(EXTRACT TO READ)
==============================

Fund Project PHOTON PBL

Project Overview

PHOTON Problem-Based Learning
A Photonics Professional Development Project

Photonics, described as the practical application of light and optical components, is one of the most pervasive new technologies of the twenty-first century.

Examples of photonics technology include:
•    Lasers
•    Optics
•    Fiber optics
•    LASIK
•    Holograms
•    Flat-panel LCD displays
•    Satellite imagery

In the same way that electronics changed our lives in the twentieth century, photonics is now playing and will continue to play a critical role in enabling manufacturing, medical, environmental, telecommunications, homeland security, and defense technologies in this century.

The New England Board of Higher Education (NEBHE) has received a three-year grant from the Advanced Technological Education program of the National Science Foundation (NSF) to fund Project PHOTON PBL. The grant is the fourth in a series of NSF grants awarded to NEBHE to strengthen optics/photonics curricula in secondary schools and community colleges in New England and across the country. The new grant employs Problem-Based Learning (PBL) where technology students will solve real-world “challenges” contributed by industry and research partners.

While PBL has been used extensively in medical education since the early 1970s and has been widely adopted in other fields including business, law and education, it is only beginning to emerge as an alternative to the traditional lecture-based approach in engineering and technology education.

The goals of PHOTON PBL are to:

Create eight multimedia problem-based challenges and instructional resources in photonics technology to complement the highly successful PHOTON curriculum and laboratory materials. The materials will be aligned to academic and industry skill standards.

Recruit and train high school and community college photonics technology instructors from 16 institutions to implement, assess and evaluate the problem-based challenges in classrooms with their students.

Conduct quantitative and qualitative research on the efficacy of PBL in engineering technician education.

Outreach and disseminate the field tested problem-based challenges and research findings to high schools, community colleges and four-year colleges and universities that offer technology programs.

Project Principal Investigator is Fenna Hanes (NEBHE). Co-principal Investigators are Professor Judy Donnelly (Three Rivers Community College), Dean Nicholas Massa (CCSU), Marijke Kehrhahn (University of Connecticut) and Professor Richard Audet (Roger Williams University).

==============================

(Data entries)
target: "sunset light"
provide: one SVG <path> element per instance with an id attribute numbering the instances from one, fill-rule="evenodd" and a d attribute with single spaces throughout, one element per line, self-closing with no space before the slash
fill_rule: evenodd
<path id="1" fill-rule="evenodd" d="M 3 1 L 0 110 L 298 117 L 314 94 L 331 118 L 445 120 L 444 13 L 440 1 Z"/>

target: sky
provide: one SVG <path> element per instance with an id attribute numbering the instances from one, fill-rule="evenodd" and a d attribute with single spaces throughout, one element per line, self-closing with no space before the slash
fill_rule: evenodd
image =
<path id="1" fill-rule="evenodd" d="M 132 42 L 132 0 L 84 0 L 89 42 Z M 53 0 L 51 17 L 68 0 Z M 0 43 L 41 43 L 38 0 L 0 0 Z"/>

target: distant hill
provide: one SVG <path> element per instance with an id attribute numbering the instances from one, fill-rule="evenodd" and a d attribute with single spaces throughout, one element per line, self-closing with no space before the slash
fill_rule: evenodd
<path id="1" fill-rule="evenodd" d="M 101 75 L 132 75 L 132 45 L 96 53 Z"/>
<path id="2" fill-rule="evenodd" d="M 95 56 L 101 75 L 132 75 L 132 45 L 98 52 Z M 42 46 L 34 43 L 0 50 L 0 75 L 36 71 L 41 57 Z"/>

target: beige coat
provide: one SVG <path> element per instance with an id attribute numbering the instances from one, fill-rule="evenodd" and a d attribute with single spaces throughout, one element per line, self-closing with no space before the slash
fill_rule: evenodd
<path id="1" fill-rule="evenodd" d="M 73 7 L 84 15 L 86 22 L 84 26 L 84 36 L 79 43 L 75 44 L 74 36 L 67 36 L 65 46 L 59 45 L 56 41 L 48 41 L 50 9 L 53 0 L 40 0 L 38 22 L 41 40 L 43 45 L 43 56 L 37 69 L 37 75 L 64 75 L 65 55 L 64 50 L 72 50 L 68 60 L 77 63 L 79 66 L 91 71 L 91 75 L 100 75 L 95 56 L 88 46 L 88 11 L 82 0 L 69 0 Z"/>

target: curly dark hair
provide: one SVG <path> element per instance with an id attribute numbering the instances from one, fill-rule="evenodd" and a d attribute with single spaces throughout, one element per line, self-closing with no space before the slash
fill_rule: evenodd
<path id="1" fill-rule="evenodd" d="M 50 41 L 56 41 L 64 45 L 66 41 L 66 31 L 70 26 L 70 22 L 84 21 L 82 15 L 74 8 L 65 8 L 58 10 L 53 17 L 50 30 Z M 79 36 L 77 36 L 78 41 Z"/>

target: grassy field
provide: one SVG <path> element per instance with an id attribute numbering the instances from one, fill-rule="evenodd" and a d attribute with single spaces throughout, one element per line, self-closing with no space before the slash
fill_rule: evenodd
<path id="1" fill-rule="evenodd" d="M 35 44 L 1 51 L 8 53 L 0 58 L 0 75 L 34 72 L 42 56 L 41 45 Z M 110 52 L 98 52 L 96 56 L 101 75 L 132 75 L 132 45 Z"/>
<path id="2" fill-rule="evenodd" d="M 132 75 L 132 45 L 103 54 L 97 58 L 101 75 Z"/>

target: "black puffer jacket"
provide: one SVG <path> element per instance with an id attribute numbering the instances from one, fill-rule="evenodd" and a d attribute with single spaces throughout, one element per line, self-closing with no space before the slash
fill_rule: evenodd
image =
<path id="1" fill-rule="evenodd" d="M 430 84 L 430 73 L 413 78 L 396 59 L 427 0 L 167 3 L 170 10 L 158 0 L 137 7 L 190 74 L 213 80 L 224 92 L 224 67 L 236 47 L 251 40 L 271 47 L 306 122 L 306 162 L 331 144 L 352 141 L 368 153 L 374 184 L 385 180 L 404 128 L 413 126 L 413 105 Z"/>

==============================

(ASSIGNMENT) In the text on Project PHOTON PBL, repeat the part that opens with the words "While PBL has" and closes with "and technology education.", switching "engineering and technology education" to "science education".

(EXPECTED ANSWER)
While PBL has been used extensively in medical education since the early 1970s and has been widely adopted in other fields including business, law and education, it is only beginning to emerge as an alternative to the traditional lecture-based approach in science education.